O diagnóstico precoce de doenças humanas de longe é um dos mais desejados resultados das pesquisas genéticas. Outra certamente é sua cura. Neste campo é possível destacar os avanços em terapia gênica. A perspectiva cada vez mais real é a de que seja possível no futuro inserir um gene normal em uma célula que tenha o gene defeituoso, fazendo com que o produto deste gene (um fator de coagulação sanguínea, por exemplo) seja produzido normalmente. Este seria um tratamento definitivo para hemofilia, diabetes, câncer, doenças neurológicas e várias outras. Outra frente de trabalho na área de saúde é a farmacogenética, ou a construção de um medicamento específico para cada um. Como as pessoas são diferentes em sua composição genética, há medicamentos extremamente eficientes para determinadas pessoas e ineficientes para outras. Estes estudos permitirão identificar estas diferenças e produzir um tratamento individualizado. É muito parecido com o que acontece com as dietas para controle de peso. Algumas pessoas podem responder melhor a determinados tipos de dietas, outras respondem melhor a outro tipo. A nutrigenética e a nutrigenômica são áreas que tem um potencial interessante para a melhora na qualidade de vida e até mesmo a cura de doenças relacionadas à nutrição, como a obesidade, hipertensão, níveis de colesterol, etc.

OBJETIVO DO EXERCÍCIO
Transcreva na íntegra o texto sobre as aplicações da genética na saúde. Os itens a seguir constituem um material independente do texto.

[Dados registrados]
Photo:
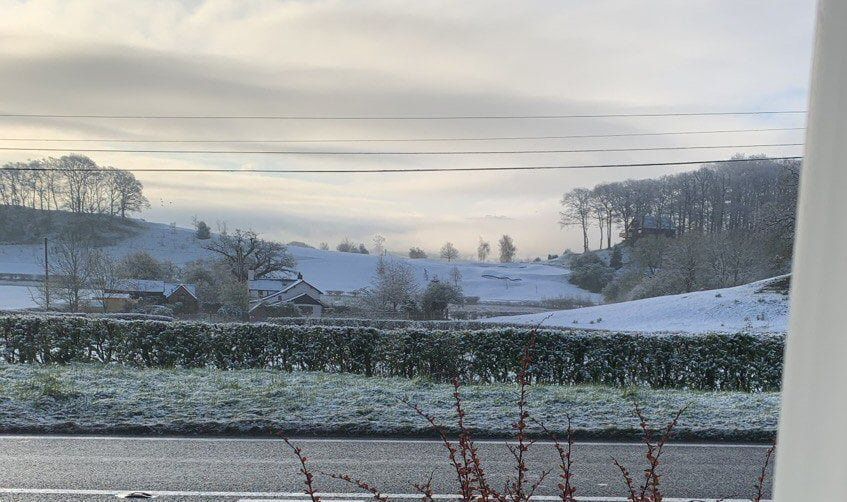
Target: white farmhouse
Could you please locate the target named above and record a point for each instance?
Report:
(269, 294)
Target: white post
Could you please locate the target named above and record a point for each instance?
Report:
(811, 461)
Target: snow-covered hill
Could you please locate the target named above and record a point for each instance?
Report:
(335, 271)
(752, 307)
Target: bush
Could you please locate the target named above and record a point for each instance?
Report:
(708, 362)
(589, 272)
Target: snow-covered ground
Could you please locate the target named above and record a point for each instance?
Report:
(741, 308)
(103, 399)
(334, 271)
(13, 297)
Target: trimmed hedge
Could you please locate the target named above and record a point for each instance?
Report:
(357, 322)
(706, 362)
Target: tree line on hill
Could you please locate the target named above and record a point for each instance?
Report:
(74, 183)
(729, 224)
(82, 273)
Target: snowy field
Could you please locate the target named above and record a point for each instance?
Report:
(742, 308)
(14, 297)
(105, 399)
(334, 271)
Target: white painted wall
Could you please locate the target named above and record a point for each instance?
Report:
(811, 462)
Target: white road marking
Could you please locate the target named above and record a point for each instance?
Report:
(298, 496)
(358, 440)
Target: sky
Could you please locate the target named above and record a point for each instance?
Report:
(398, 58)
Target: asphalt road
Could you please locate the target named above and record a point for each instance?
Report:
(52, 468)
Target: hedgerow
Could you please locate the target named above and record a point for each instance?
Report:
(706, 362)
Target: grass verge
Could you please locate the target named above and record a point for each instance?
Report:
(98, 399)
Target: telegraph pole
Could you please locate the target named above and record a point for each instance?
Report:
(46, 278)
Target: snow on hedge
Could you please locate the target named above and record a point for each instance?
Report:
(116, 399)
(717, 361)
(335, 271)
(729, 310)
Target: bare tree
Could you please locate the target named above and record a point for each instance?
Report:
(577, 206)
(508, 250)
(456, 277)
(244, 251)
(393, 286)
(379, 245)
(71, 265)
(449, 251)
(104, 277)
(483, 250)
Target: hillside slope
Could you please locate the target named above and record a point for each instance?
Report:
(335, 271)
(755, 307)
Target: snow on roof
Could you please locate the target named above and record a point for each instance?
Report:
(152, 286)
(113, 296)
(171, 288)
(269, 284)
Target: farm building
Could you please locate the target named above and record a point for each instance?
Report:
(158, 292)
(270, 297)
(650, 225)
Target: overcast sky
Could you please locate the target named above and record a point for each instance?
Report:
(399, 58)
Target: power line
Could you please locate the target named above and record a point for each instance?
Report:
(420, 169)
(397, 117)
(397, 140)
(455, 152)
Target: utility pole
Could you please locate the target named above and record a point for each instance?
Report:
(810, 460)
(46, 278)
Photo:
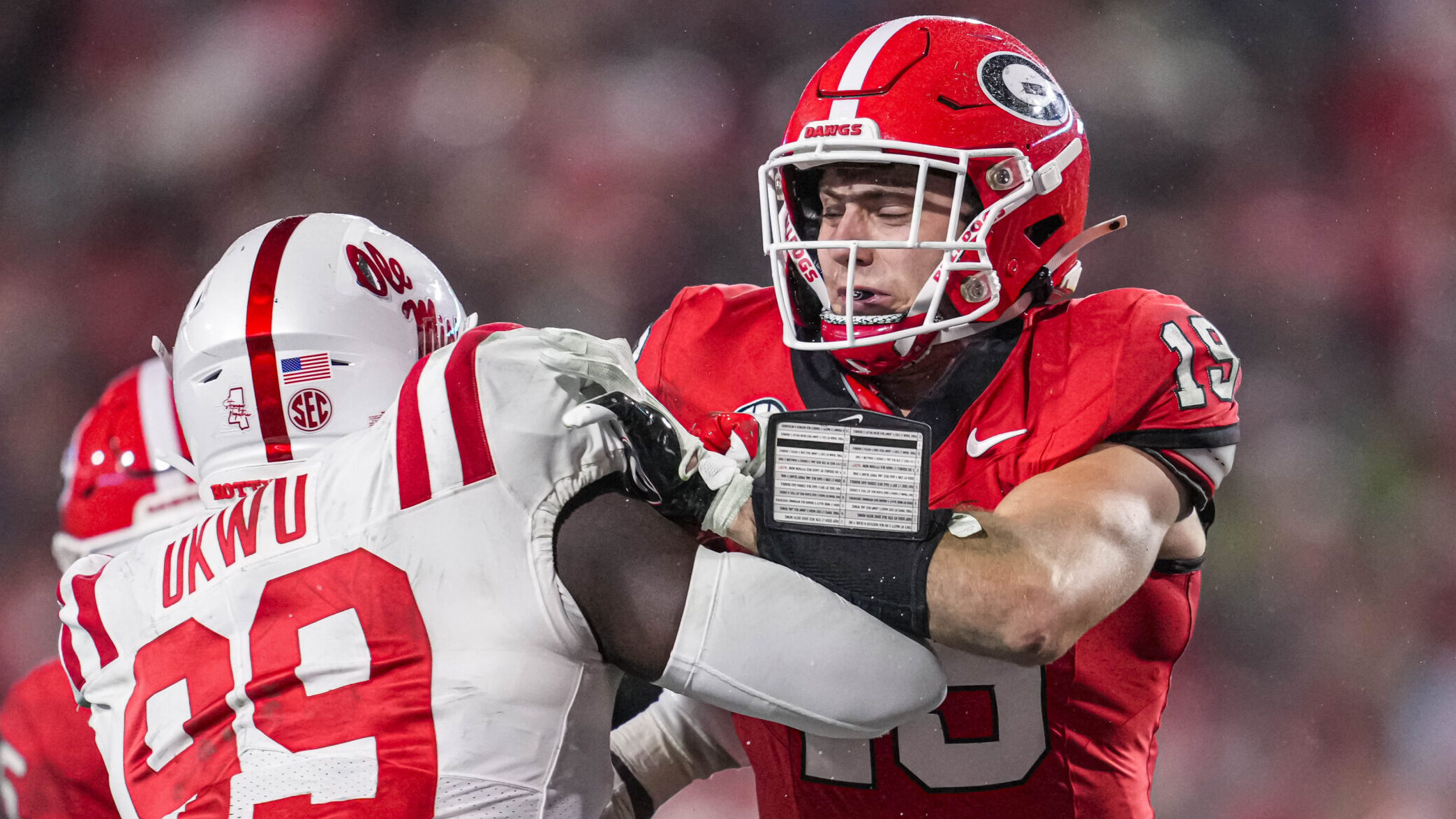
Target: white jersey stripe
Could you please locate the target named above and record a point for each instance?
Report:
(159, 427)
(858, 68)
(442, 450)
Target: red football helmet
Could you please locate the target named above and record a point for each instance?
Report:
(117, 486)
(937, 94)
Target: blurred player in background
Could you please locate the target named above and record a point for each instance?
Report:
(117, 490)
(413, 605)
(922, 221)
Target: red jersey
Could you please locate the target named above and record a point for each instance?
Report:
(1075, 738)
(53, 768)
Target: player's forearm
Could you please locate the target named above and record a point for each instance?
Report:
(1027, 591)
(760, 640)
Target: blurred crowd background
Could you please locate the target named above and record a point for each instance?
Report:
(1286, 168)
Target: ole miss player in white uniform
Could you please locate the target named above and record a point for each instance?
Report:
(117, 489)
(413, 607)
(923, 219)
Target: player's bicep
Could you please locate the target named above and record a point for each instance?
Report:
(628, 569)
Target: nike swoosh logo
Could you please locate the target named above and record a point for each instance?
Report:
(979, 448)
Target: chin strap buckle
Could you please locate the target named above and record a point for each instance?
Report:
(1069, 281)
(1048, 177)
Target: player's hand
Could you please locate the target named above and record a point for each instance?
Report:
(667, 465)
(595, 360)
(736, 435)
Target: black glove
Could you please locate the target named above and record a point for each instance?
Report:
(654, 461)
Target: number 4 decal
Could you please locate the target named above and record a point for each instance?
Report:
(1190, 392)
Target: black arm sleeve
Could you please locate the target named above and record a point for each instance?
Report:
(883, 576)
(628, 569)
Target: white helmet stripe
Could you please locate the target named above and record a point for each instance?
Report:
(159, 426)
(858, 68)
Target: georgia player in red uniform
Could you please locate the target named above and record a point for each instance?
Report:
(922, 219)
(117, 490)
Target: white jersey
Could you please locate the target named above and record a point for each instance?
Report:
(379, 634)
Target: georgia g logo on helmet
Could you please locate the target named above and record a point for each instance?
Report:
(1023, 88)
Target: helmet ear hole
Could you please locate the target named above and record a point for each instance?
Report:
(1041, 230)
(804, 202)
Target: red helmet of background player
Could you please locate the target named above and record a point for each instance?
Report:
(942, 95)
(117, 486)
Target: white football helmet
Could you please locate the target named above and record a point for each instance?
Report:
(299, 336)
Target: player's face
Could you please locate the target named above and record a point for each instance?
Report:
(871, 202)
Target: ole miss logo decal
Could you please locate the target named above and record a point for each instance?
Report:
(311, 410)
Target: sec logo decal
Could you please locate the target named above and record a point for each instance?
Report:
(311, 410)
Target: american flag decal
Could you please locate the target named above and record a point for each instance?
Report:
(305, 368)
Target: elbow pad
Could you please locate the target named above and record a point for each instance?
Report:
(760, 640)
(883, 576)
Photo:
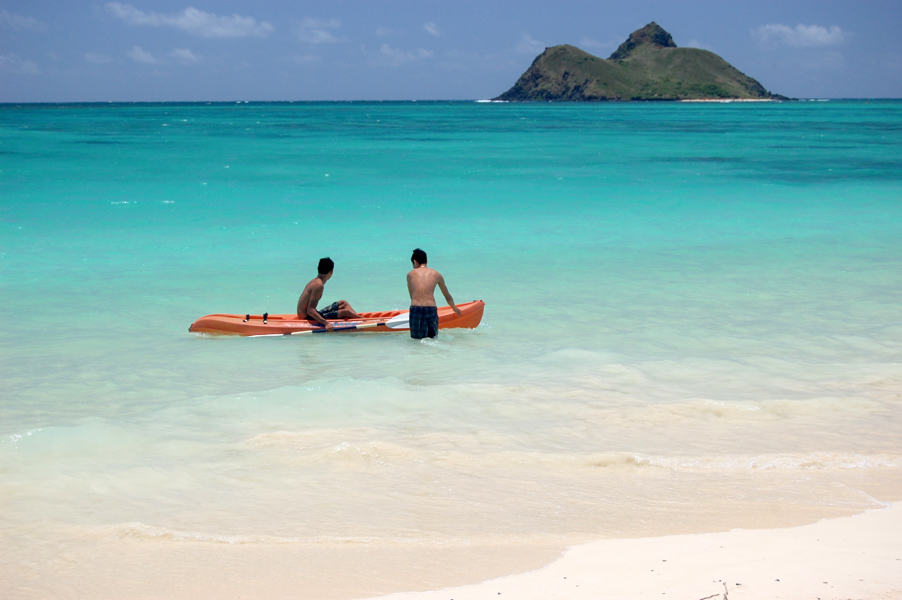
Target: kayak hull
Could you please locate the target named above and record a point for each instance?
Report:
(229, 324)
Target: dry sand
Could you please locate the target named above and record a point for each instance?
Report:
(857, 557)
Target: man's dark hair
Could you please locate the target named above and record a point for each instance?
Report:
(325, 266)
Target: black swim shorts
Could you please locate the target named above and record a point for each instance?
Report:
(423, 322)
(329, 312)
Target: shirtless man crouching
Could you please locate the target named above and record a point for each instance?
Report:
(312, 293)
(421, 282)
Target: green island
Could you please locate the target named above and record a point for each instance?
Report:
(647, 66)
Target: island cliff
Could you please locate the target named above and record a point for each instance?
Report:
(647, 66)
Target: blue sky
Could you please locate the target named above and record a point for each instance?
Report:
(157, 50)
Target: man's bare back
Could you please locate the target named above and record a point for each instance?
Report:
(312, 294)
(421, 283)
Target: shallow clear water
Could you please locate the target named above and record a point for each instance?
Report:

RESPOSTA DA TAREFA
O diagnóstico precoce de doenças humanas de longe é um dos mais desejados resultados das pesquisas genéticas. Outra certamente é sua cura. Neste campo é possível destacar os avanços em terapia gênica. A perspectiva cada vez mais real é a de que seja possível no futuro inserir um gene normal em uma célula que tenha o gene defeituoso, fazendo com que o produto deste gene (um fator de coagulação sanguínea, por exemplo) seja produzido normalmente. Este seria um tratamento definitivo para hemofilia, diabetes, câncer, doenças neurológicas e várias outras. Outra frente de trabalho na área de saúde é a farmacogenética, ou a construção de um medicamento específico para cada um. Como as pessoas são diferentes em sua composição genética, há medicamentos extremamente eficientes para determinadas pessoas e ineficientes para outras. Estes estudos permitirão identificar estas diferenças e produzir um tratamento individualizado. É muito parecido com o que acontece com as dietas para controle de peso. Algumas pessoas podem responder melhor a determinados tipos de dietas, outras respondem melhor a outro tipo. A nutrigenética e a nutrigenômica são áreas que tem um potencial interessante para a melhora na qualidade de vida e até mesmo a cura de doenças relacionadas à nutrição, como a obesidade, hipertensão, níveis de colesterol, etc.